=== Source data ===
- - -

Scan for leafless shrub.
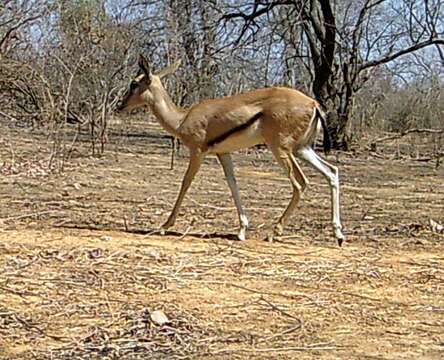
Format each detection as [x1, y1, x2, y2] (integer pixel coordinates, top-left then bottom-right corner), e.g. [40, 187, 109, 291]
[0, 0, 443, 172]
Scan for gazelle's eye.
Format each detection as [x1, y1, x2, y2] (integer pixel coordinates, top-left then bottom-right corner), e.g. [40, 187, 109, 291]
[130, 81, 138, 91]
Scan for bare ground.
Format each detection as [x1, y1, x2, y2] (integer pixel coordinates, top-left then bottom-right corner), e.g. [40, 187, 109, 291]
[0, 120, 443, 359]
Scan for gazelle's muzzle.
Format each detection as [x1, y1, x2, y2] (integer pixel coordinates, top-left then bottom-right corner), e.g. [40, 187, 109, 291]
[114, 92, 130, 113]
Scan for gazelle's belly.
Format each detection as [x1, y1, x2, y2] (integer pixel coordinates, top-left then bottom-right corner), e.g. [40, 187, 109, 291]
[207, 123, 264, 154]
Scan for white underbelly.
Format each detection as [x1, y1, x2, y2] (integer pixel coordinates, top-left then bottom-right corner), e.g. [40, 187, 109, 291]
[208, 123, 264, 154]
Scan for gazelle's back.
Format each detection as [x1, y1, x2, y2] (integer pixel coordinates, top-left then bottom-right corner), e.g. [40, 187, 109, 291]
[179, 87, 318, 147]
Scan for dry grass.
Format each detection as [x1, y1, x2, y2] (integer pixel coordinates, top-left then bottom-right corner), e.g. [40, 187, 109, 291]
[0, 119, 443, 359]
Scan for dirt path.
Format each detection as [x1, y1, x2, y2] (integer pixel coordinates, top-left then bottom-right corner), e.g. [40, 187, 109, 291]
[1, 123, 443, 358]
[1, 227, 443, 359]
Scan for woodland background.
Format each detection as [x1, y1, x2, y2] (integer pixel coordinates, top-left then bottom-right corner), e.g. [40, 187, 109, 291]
[1, 2, 444, 358]
[0, 0, 443, 164]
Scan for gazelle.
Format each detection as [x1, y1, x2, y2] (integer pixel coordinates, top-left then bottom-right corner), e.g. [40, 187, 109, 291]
[116, 55, 345, 245]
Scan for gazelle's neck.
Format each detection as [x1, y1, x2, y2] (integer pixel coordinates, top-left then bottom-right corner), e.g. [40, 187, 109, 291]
[149, 82, 187, 138]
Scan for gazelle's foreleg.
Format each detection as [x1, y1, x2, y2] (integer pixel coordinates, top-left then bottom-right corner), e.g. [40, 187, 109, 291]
[162, 151, 203, 231]
[297, 147, 345, 245]
[269, 147, 308, 241]
[217, 153, 249, 241]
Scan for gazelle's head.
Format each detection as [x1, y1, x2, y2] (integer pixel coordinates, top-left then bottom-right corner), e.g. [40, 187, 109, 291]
[116, 54, 181, 112]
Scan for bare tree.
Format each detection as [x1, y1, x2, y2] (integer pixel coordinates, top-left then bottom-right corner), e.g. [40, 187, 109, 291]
[220, 0, 444, 149]
[1, 0, 442, 171]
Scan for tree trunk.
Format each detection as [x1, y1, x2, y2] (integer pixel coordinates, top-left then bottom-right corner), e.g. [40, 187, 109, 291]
[301, 0, 353, 149]
[328, 112, 351, 151]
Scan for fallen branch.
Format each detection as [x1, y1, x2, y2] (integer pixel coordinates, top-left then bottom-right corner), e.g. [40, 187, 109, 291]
[0, 210, 59, 223]
[205, 342, 340, 355]
[372, 128, 444, 143]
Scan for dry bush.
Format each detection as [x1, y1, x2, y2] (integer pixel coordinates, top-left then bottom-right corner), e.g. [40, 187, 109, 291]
[0, 0, 442, 170]
[0, 1, 136, 172]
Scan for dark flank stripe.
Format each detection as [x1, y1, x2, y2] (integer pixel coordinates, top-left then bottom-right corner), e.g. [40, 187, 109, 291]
[207, 111, 263, 147]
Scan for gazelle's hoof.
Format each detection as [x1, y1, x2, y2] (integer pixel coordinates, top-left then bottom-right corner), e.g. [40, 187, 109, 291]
[266, 224, 284, 243]
[161, 218, 175, 232]
[266, 233, 278, 243]
[237, 215, 249, 241]
[160, 222, 173, 236]
[237, 232, 246, 241]
[335, 228, 345, 247]
[273, 223, 284, 237]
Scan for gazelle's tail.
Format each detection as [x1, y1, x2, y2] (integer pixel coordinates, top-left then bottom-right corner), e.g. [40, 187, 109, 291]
[316, 108, 331, 154]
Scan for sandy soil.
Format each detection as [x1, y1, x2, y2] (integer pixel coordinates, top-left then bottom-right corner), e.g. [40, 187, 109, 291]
[1, 120, 443, 359]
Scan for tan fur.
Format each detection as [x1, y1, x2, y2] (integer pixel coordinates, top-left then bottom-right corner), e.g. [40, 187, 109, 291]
[116, 56, 344, 243]
[177, 87, 318, 152]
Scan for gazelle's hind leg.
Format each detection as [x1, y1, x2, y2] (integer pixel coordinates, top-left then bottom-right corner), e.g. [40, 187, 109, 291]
[268, 146, 308, 242]
[290, 153, 309, 192]
[296, 147, 345, 245]
[217, 153, 249, 241]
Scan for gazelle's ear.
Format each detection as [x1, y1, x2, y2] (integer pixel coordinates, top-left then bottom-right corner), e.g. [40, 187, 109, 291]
[138, 54, 151, 81]
[156, 59, 182, 79]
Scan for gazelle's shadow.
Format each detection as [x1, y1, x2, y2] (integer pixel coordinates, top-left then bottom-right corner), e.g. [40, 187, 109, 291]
[130, 227, 240, 241]
[57, 224, 239, 241]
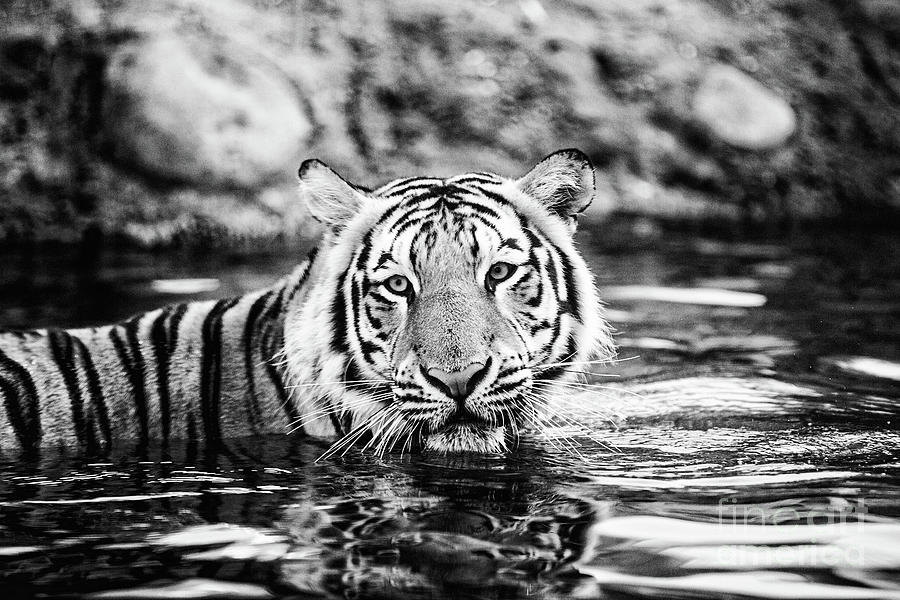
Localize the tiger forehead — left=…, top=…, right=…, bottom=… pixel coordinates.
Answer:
left=374, top=172, right=504, bottom=198
left=379, top=180, right=520, bottom=236
left=369, top=198, right=527, bottom=272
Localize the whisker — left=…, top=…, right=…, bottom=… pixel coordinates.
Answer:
left=285, top=379, right=391, bottom=389
left=318, top=422, right=373, bottom=461
left=382, top=417, right=413, bottom=457
left=534, top=379, right=647, bottom=404
left=316, top=404, right=395, bottom=461
left=286, top=393, right=384, bottom=424
left=532, top=383, right=626, bottom=424
left=362, top=405, right=402, bottom=455
left=285, top=397, right=384, bottom=434
left=532, top=381, right=623, bottom=402
left=531, top=355, right=639, bottom=371
left=552, top=368, right=621, bottom=378
left=535, top=404, right=588, bottom=457
left=522, top=399, right=577, bottom=457
left=524, top=389, right=621, bottom=454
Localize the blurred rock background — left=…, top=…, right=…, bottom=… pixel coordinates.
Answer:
left=1, top=0, right=898, bottom=248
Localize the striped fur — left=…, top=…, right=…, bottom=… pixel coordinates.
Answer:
left=0, top=263, right=313, bottom=453
left=0, top=149, right=614, bottom=454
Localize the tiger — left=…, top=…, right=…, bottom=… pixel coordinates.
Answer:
left=0, top=149, right=614, bottom=455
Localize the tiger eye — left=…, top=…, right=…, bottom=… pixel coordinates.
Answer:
left=486, top=262, right=516, bottom=291
left=385, top=274, right=412, bottom=295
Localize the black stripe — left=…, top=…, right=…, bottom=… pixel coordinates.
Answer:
left=0, top=347, right=41, bottom=450
left=375, top=252, right=393, bottom=270
left=526, top=240, right=545, bottom=307
left=472, top=187, right=514, bottom=209
left=382, top=180, right=443, bottom=197
left=484, top=378, right=525, bottom=397
left=528, top=319, right=552, bottom=335
left=368, top=290, right=392, bottom=305
left=110, top=316, right=150, bottom=444
left=449, top=175, right=502, bottom=185
left=267, top=249, right=318, bottom=429
left=199, top=298, right=239, bottom=445
left=330, top=271, right=350, bottom=354
left=535, top=366, right=566, bottom=381
left=454, top=198, right=504, bottom=220
left=469, top=222, right=481, bottom=262
left=165, top=304, right=187, bottom=438
left=48, top=330, right=87, bottom=447
left=263, top=285, right=287, bottom=322
left=353, top=230, right=375, bottom=273
left=529, top=225, right=577, bottom=316
left=349, top=276, right=367, bottom=361
left=256, top=315, right=296, bottom=425
left=72, top=335, right=111, bottom=451
left=266, top=349, right=295, bottom=423
left=148, top=310, right=170, bottom=439
left=404, top=184, right=465, bottom=202
left=243, top=292, right=272, bottom=430
left=150, top=304, right=187, bottom=445
left=364, top=303, right=383, bottom=329
left=499, top=237, right=522, bottom=251
left=251, top=286, right=296, bottom=425
left=283, top=247, right=318, bottom=306
left=376, top=176, right=421, bottom=195
left=368, top=186, right=447, bottom=232
left=186, top=411, right=198, bottom=444
left=558, top=249, right=581, bottom=319
left=327, top=398, right=344, bottom=436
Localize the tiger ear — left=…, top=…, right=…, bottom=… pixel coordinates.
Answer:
left=298, top=159, right=368, bottom=232
left=516, top=149, right=595, bottom=222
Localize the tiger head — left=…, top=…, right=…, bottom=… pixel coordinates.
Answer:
left=283, top=149, right=614, bottom=455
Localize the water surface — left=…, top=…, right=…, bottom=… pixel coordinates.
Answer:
left=1, top=228, right=899, bottom=599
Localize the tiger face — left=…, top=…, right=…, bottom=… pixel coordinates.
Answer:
left=283, top=150, right=614, bottom=455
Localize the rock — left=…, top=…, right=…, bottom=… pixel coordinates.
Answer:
left=56, top=0, right=104, bottom=30
left=102, top=33, right=310, bottom=189
left=2, top=0, right=899, bottom=246
left=861, top=0, right=900, bottom=35
left=692, top=65, right=797, bottom=151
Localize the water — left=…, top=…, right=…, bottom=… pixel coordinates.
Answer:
left=1, top=227, right=900, bottom=599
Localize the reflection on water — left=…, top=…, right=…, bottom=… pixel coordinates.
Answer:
left=1, top=228, right=899, bottom=599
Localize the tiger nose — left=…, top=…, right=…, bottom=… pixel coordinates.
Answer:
left=423, top=361, right=490, bottom=401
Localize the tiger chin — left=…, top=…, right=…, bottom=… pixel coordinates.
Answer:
left=0, top=149, right=614, bottom=456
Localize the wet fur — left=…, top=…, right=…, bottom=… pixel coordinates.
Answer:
left=0, top=150, right=615, bottom=455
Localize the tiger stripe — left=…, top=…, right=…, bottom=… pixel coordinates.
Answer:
left=149, top=303, right=188, bottom=444
left=72, top=335, right=111, bottom=451
left=199, top=298, right=240, bottom=445
left=109, top=316, right=151, bottom=445
left=243, top=291, right=273, bottom=430
left=0, top=346, right=41, bottom=451
left=47, top=329, right=88, bottom=447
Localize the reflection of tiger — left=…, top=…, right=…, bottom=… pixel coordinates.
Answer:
left=0, top=149, right=614, bottom=455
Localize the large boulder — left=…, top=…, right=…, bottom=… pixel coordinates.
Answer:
left=103, top=34, right=310, bottom=189
left=692, top=64, right=796, bottom=151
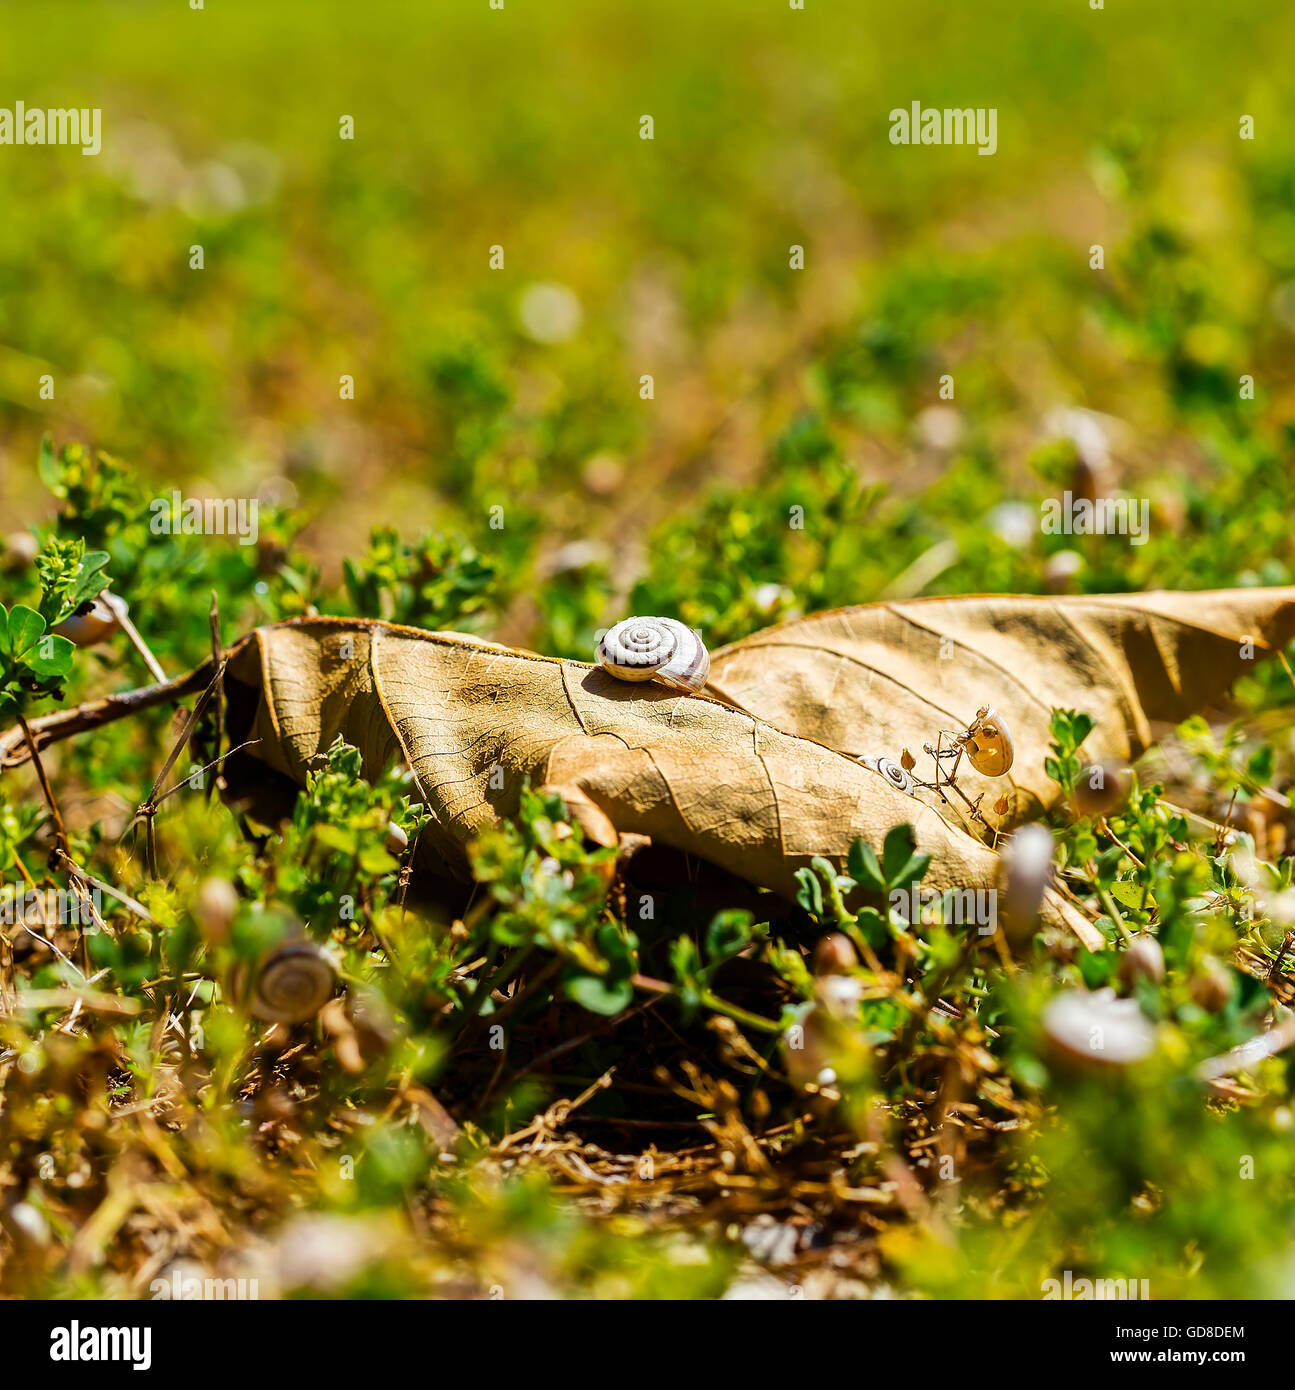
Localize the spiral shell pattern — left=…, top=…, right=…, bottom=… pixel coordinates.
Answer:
left=596, top=616, right=711, bottom=693
left=860, top=755, right=914, bottom=794
left=875, top=757, right=914, bottom=794
left=247, top=941, right=337, bottom=1024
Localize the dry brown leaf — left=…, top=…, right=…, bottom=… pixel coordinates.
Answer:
left=219, top=617, right=1100, bottom=946
left=708, top=588, right=1295, bottom=818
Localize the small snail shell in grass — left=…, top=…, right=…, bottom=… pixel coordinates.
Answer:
left=1190, top=957, right=1233, bottom=1013
left=1119, top=935, right=1165, bottom=987
left=1042, top=987, right=1155, bottom=1069
left=1073, top=761, right=1130, bottom=819
left=999, top=822, right=1054, bottom=940
left=596, top=616, right=710, bottom=693
left=813, top=932, right=858, bottom=975
left=961, top=706, right=1014, bottom=777
left=1, top=532, right=39, bottom=573
left=195, top=877, right=239, bottom=945
left=241, top=940, right=337, bottom=1024
left=53, top=594, right=123, bottom=647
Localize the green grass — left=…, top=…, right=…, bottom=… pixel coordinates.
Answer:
left=1, top=0, right=1295, bottom=1301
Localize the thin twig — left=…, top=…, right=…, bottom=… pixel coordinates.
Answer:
left=152, top=738, right=260, bottom=808
left=0, top=660, right=215, bottom=771
left=104, top=592, right=166, bottom=684
left=17, top=713, right=71, bottom=860
left=54, top=850, right=156, bottom=926
left=1277, top=648, right=1295, bottom=695
left=1196, top=1014, right=1295, bottom=1081
left=208, top=591, right=225, bottom=797
left=127, top=660, right=227, bottom=876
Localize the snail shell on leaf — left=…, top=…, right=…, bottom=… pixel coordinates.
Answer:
left=860, top=755, right=914, bottom=795
left=961, top=706, right=1014, bottom=777
left=239, top=940, right=337, bottom=1024
left=53, top=594, right=124, bottom=648
left=596, top=616, right=710, bottom=693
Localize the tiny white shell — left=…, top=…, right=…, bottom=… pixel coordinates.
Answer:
left=860, top=755, right=914, bottom=795
left=875, top=757, right=914, bottom=793
left=596, top=616, right=711, bottom=693
left=1042, top=987, right=1155, bottom=1068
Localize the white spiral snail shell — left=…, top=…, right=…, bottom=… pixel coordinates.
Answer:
left=861, top=756, right=914, bottom=794
left=238, top=940, right=337, bottom=1024
left=596, top=616, right=711, bottom=693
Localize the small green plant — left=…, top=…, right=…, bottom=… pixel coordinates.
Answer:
left=340, top=527, right=497, bottom=629
left=0, top=605, right=74, bottom=717
left=1045, top=707, right=1095, bottom=795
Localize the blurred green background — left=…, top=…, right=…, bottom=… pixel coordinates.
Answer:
left=4, top=1, right=1295, bottom=1302
left=1, top=0, right=1294, bottom=652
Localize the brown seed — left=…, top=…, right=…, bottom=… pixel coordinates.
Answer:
left=900, top=748, right=916, bottom=771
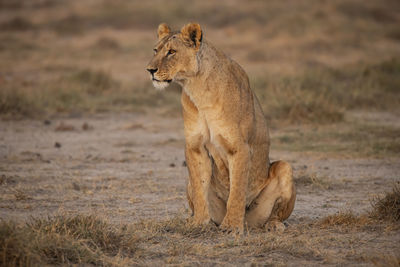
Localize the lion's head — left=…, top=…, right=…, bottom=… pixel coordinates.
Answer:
left=146, top=23, right=203, bottom=90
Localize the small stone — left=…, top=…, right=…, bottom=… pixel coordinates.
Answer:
left=72, top=182, right=80, bottom=191
left=55, top=122, right=75, bottom=131
left=82, top=122, right=93, bottom=131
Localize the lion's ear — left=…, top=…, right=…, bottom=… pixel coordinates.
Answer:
left=157, top=23, right=171, bottom=40
left=181, top=23, right=202, bottom=49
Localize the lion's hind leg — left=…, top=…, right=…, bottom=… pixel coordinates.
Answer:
left=245, top=160, right=296, bottom=231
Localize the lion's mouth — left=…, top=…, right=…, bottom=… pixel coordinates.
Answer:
left=152, top=78, right=172, bottom=83
left=151, top=78, right=172, bottom=90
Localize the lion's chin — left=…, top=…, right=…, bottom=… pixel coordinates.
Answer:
left=152, top=80, right=170, bottom=91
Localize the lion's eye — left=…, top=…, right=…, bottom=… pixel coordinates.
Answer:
left=167, top=49, right=176, bottom=56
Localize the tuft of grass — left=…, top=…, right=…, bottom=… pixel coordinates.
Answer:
left=272, top=123, right=400, bottom=157
left=337, top=2, right=396, bottom=23
left=371, top=183, right=400, bottom=222
left=0, top=0, right=58, bottom=10
left=317, top=183, right=400, bottom=232
left=317, top=211, right=372, bottom=229
left=0, top=36, right=39, bottom=52
left=253, top=58, right=400, bottom=125
left=137, top=216, right=219, bottom=239
left=50, top=14, right=87, bottom=35
left=363, top=58, right=400, bottom=95
left=371, top=254, right=400, bottom=267
left=0, top=17, right=36, bottom=31
left=295, top=172, right=332, bottom=190
left=0, top=35, right=38, bottom=52
left=94, top=37, right=121, bottom=50
left=246, top=49, right=268, bottom=62
left=13, top=189, right=31, bottom=201
left=68, top=69, right=118, bottom=96
left=30, top=215, right=138, bottom=255
left=253, top=71, right=345, bottom=125
left=0, top=175, right=16, bottom=185
left=0, top=87, right=41, bottom=118
left=0, top=214, right=139, bottom=266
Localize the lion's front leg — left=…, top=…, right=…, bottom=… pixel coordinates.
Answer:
left=220, top=143, right=250, bottom=233
left=185, top=142, right=212, bottom=225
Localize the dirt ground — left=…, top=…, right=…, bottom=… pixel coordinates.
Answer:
left=0, top=112, right=399, bottom=222
left=1, top=111, right=399, bottom=265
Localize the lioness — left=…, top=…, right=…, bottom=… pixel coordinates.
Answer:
left=146, top=23, right=296, bottom=233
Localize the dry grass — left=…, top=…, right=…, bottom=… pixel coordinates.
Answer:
left=371, top=254, right=400, bottom=267
left=0, top=67, right=182, bottom=118
left=295, top=172, right=333, bottom=190
left=1, top=57, right=399, bottom=124
left=0, top=17, right=36, bottom=32
left=68, top=69, right=119, bottom=96
left=137, top=216, right=220, bottom=239
left=1, top=185, right=399, bottom=266
left=0, top=88, right=40, bottom=118
left=253, top=58, right=400, bottom=125
left=272, top=123, right=400, bottom=157
left=317, top=211, right=373, bottom=229
left=0, top=186, right=399, bottom=266
left=0, top=0, right=399, bottom=123
left=1, top=210, right=397, bottom=266
left=371, top=183, right=400, bottom=222
left=0, top=215, right=138, bottom=266
left=316, top=183, right=400, bottom=231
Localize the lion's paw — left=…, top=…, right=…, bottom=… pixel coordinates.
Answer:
left=190, top=215, right=211, bottom=226
left=265, top=220, right=286, bottom=233
left=220, top=218, right=244, bottom=235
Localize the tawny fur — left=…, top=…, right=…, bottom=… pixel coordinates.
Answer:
left=146, top=23, right=296, bottom=233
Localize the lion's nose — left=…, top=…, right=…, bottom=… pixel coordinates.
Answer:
left=146, top=68, right=158, bottom=75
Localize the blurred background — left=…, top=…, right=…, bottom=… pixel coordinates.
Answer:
left=0, top=0, right=399, bottom=125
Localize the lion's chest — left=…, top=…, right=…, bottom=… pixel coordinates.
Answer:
left=197, top=113, right=228, bottom=160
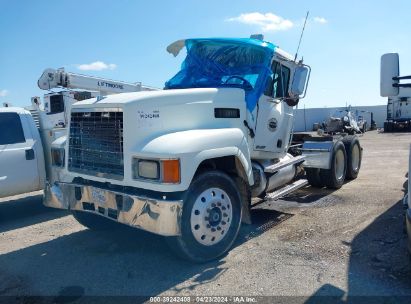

- - -

=== What needs to be done ===
The lines in the records above that include the word "reflection" must be copied out.

=== Answer for this exercise ===
Localize the reflection on water — left=…, top=…, right=…, bottom=… pixel coordinates.
Localize the reflection of tiger — left=…, top=…, right=…, bottom=… pixel coordinates.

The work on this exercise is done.